§ TO DO
The required output is the exact run of lines below that opens at the line with "Target: asphalt parking lot" and closes at the line with "Mark one point on every instance of the white building facade".

=== Section Start ===

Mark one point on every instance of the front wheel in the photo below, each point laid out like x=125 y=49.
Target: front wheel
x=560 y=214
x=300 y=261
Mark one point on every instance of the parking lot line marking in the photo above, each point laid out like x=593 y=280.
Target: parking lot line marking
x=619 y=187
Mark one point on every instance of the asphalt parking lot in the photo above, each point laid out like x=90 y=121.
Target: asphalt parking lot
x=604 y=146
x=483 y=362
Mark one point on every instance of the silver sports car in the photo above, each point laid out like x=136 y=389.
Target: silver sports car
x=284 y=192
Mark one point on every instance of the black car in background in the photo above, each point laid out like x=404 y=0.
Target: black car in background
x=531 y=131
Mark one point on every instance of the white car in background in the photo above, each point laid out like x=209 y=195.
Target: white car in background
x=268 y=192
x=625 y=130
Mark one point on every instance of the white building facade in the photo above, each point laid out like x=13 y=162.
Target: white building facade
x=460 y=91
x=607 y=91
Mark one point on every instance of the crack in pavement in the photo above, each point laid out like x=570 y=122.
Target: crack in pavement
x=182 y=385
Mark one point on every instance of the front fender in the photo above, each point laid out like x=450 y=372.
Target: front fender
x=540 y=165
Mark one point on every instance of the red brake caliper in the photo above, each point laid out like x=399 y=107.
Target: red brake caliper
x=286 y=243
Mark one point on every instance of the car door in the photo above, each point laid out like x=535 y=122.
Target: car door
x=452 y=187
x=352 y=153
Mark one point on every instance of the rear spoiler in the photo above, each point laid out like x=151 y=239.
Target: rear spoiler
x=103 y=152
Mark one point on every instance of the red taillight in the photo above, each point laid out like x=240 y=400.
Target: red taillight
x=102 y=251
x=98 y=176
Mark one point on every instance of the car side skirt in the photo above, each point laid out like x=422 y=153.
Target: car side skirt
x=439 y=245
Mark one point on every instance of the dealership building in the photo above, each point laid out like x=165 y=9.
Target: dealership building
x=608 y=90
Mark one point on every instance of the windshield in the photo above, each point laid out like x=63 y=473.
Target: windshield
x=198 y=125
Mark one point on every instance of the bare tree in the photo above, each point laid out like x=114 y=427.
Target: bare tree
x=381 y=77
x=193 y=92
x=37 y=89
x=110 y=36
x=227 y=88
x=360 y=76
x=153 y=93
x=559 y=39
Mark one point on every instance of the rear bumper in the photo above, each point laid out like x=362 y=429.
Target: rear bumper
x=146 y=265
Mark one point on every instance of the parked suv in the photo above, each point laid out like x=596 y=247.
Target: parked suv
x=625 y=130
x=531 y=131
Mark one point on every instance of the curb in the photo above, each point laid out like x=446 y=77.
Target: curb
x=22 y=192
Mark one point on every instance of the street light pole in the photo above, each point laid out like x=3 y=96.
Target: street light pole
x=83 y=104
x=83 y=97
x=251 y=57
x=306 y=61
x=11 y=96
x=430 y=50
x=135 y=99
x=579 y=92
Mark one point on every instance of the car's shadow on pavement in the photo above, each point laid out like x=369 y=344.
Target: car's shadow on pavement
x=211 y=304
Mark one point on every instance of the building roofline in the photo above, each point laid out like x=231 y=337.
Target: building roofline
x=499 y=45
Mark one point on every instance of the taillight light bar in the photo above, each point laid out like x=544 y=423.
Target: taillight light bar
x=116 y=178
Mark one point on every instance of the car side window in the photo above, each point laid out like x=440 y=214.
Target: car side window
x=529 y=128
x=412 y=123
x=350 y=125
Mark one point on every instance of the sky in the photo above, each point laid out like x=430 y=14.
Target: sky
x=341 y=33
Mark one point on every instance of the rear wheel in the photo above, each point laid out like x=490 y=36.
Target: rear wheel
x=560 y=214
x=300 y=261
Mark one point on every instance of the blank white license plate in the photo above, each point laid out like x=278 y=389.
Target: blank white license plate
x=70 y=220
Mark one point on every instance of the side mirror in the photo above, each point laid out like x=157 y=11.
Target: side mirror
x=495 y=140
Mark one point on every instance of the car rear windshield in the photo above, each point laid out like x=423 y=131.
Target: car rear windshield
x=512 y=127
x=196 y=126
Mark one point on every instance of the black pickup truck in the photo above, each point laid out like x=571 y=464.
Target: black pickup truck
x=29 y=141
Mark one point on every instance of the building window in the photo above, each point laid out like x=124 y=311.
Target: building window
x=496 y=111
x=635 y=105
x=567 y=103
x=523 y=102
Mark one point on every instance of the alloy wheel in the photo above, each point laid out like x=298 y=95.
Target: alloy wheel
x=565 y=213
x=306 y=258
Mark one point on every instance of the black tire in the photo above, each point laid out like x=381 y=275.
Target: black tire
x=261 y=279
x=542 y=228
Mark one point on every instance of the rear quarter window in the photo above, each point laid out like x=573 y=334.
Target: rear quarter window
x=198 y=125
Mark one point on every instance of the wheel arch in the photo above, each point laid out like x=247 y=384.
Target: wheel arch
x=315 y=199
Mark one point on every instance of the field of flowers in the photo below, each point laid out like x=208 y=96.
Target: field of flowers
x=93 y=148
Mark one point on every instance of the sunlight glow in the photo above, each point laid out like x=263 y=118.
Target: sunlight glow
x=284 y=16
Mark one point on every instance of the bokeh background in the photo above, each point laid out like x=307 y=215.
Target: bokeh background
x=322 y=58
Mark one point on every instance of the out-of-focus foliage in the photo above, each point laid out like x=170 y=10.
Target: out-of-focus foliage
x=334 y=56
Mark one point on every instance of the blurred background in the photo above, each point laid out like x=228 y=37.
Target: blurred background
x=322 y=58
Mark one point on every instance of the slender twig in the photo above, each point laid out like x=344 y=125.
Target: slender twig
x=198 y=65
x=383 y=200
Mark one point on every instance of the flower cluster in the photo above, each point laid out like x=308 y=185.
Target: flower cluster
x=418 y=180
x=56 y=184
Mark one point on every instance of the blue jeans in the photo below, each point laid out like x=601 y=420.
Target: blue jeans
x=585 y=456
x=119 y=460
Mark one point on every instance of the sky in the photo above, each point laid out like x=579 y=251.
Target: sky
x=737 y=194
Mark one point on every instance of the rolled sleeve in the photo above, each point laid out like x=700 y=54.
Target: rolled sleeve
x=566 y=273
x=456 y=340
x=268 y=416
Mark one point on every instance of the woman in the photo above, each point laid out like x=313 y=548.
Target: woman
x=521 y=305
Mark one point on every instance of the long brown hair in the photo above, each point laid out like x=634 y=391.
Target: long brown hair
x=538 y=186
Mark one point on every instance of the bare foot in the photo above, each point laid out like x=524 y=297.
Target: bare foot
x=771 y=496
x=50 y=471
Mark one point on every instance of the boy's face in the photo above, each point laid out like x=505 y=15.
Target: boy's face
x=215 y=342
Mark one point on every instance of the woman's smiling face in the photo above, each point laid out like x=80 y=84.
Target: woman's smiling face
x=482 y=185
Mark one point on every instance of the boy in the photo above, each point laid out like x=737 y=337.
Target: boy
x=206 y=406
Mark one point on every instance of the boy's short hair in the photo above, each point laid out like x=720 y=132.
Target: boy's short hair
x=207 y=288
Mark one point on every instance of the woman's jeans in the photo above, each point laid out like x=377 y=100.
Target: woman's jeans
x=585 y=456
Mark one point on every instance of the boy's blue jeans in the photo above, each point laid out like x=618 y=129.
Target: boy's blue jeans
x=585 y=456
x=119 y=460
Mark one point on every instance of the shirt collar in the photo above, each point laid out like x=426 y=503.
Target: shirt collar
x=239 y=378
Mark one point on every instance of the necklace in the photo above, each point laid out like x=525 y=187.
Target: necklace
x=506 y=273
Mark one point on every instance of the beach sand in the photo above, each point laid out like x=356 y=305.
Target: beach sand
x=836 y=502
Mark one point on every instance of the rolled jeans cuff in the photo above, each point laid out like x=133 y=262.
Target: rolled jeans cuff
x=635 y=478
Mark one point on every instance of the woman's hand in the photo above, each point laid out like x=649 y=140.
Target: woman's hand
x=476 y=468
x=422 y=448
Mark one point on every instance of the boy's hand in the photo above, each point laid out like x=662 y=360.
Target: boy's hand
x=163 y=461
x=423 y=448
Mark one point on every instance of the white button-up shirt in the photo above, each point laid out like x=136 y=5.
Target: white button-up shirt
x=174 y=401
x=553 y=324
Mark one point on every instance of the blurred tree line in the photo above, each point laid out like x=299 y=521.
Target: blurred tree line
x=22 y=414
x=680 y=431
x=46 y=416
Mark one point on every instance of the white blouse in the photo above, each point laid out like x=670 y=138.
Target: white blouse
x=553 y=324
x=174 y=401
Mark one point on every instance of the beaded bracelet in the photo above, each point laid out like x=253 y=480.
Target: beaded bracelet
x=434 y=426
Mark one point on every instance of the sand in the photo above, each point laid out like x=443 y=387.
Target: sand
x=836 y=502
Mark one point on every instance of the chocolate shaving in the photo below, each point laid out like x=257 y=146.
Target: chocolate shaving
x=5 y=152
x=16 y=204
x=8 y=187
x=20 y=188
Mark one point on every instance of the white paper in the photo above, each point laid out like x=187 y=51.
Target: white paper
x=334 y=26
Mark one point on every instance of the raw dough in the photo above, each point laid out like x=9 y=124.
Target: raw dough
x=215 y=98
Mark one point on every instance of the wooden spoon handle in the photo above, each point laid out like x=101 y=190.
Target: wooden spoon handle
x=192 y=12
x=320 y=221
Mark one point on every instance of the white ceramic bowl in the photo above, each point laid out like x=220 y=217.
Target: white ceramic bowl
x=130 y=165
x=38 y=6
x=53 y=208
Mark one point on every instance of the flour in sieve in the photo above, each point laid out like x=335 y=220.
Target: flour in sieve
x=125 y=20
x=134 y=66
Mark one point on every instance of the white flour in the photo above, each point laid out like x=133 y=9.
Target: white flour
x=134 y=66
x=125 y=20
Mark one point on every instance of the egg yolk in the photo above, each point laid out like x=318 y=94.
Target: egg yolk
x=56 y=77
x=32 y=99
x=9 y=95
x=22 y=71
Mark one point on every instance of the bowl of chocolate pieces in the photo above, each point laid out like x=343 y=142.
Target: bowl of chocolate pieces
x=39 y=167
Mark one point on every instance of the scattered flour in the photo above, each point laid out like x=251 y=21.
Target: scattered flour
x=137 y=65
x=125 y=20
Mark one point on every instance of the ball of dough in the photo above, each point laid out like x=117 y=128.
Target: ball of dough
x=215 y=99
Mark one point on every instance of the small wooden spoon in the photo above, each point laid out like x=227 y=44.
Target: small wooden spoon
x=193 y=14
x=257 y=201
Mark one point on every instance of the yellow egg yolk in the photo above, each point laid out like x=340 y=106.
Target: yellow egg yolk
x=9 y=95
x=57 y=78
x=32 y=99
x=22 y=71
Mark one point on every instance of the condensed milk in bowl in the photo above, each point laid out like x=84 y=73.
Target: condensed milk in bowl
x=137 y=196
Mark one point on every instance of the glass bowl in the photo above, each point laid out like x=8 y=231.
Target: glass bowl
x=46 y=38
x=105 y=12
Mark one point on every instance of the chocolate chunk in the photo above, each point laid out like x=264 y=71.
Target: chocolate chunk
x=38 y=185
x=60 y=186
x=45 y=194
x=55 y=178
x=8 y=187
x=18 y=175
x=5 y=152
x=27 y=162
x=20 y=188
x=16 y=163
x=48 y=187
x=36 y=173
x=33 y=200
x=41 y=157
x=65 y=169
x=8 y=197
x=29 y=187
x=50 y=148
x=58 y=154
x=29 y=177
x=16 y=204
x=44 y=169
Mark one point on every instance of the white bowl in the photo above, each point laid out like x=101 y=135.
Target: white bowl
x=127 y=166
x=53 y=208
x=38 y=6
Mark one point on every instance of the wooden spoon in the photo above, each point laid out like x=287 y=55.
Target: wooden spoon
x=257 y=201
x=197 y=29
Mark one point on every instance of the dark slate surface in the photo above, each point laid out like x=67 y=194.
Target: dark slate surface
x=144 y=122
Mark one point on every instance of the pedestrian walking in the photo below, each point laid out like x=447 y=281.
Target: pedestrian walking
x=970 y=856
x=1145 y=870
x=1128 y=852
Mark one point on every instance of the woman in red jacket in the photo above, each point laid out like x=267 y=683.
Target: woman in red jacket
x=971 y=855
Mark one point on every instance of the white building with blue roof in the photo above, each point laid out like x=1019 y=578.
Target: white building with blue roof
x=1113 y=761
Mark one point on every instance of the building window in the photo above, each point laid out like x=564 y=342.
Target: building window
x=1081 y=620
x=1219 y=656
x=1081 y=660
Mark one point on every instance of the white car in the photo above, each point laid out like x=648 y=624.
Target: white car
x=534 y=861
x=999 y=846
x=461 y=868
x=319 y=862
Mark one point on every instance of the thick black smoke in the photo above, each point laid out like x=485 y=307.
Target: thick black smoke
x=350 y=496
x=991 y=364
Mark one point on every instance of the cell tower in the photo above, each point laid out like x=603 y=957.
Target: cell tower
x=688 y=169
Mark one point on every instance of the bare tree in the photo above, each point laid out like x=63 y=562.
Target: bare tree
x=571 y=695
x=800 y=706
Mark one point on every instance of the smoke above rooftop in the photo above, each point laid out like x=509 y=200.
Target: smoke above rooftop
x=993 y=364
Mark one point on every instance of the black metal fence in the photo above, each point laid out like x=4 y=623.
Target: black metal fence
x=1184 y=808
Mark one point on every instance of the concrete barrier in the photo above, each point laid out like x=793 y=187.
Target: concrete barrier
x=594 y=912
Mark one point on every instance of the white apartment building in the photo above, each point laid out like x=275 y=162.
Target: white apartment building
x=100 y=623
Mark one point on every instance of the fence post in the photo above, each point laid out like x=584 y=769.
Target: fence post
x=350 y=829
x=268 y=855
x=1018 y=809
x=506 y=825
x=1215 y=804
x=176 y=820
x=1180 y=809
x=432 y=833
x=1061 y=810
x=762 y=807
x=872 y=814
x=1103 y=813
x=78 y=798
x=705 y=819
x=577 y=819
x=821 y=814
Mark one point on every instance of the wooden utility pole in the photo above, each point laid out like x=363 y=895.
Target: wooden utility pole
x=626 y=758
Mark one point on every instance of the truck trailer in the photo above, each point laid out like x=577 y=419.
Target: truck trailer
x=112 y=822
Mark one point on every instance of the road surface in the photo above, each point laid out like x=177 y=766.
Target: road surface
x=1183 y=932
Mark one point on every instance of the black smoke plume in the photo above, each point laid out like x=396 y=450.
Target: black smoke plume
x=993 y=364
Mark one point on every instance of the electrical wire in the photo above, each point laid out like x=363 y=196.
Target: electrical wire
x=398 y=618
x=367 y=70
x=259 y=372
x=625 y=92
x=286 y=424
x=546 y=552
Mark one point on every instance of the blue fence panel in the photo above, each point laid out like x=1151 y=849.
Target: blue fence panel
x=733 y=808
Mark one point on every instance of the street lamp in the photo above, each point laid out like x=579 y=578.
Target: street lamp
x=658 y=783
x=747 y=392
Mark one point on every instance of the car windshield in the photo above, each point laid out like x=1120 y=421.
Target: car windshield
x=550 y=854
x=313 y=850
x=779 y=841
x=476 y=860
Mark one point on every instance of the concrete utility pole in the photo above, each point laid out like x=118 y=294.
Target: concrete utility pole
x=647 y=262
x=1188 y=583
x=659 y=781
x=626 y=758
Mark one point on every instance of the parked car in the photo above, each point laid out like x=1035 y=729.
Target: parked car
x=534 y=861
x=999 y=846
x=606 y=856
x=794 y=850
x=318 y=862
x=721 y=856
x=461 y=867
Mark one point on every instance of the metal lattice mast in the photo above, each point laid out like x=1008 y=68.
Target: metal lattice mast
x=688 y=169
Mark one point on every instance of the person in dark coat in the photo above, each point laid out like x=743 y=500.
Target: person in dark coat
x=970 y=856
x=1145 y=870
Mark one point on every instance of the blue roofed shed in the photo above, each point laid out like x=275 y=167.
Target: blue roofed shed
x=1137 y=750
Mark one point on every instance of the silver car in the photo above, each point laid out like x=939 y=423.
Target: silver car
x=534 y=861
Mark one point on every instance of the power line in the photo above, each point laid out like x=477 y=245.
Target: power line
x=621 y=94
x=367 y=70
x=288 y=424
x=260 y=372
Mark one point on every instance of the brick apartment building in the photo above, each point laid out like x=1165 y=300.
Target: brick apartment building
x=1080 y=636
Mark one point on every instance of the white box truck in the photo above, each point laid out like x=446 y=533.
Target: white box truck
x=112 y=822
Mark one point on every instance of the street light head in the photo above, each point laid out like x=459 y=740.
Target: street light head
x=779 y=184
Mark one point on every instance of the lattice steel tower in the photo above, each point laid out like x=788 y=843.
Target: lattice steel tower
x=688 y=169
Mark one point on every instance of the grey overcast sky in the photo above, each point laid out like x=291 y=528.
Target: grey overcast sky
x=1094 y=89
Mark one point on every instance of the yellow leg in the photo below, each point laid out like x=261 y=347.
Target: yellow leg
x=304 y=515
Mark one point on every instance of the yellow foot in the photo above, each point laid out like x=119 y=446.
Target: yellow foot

=== Section End ===

§ OUTPUT BELOW
Target: asphalt parking lot
x=604 y=146
x=483 y=362
Mark one point on every instance of the silver sports car in the photo above, each point laid out like x=136 y=389.
Target: silver sports car
x=284 y=192
Mark one point on every instance of the black car in background in the photo above, each point laid out like x=404 y=0.
Target: black car in background
x=531 y=131
Mark one point on every instance of the white car in background in the photo above, each point laid out like x=209 y=195.
Target: white car in background
x=268 y=192
x=625 y=130
Mark one point on every instance of the white building facade in the photo above, each point laid out like x=13 y=162.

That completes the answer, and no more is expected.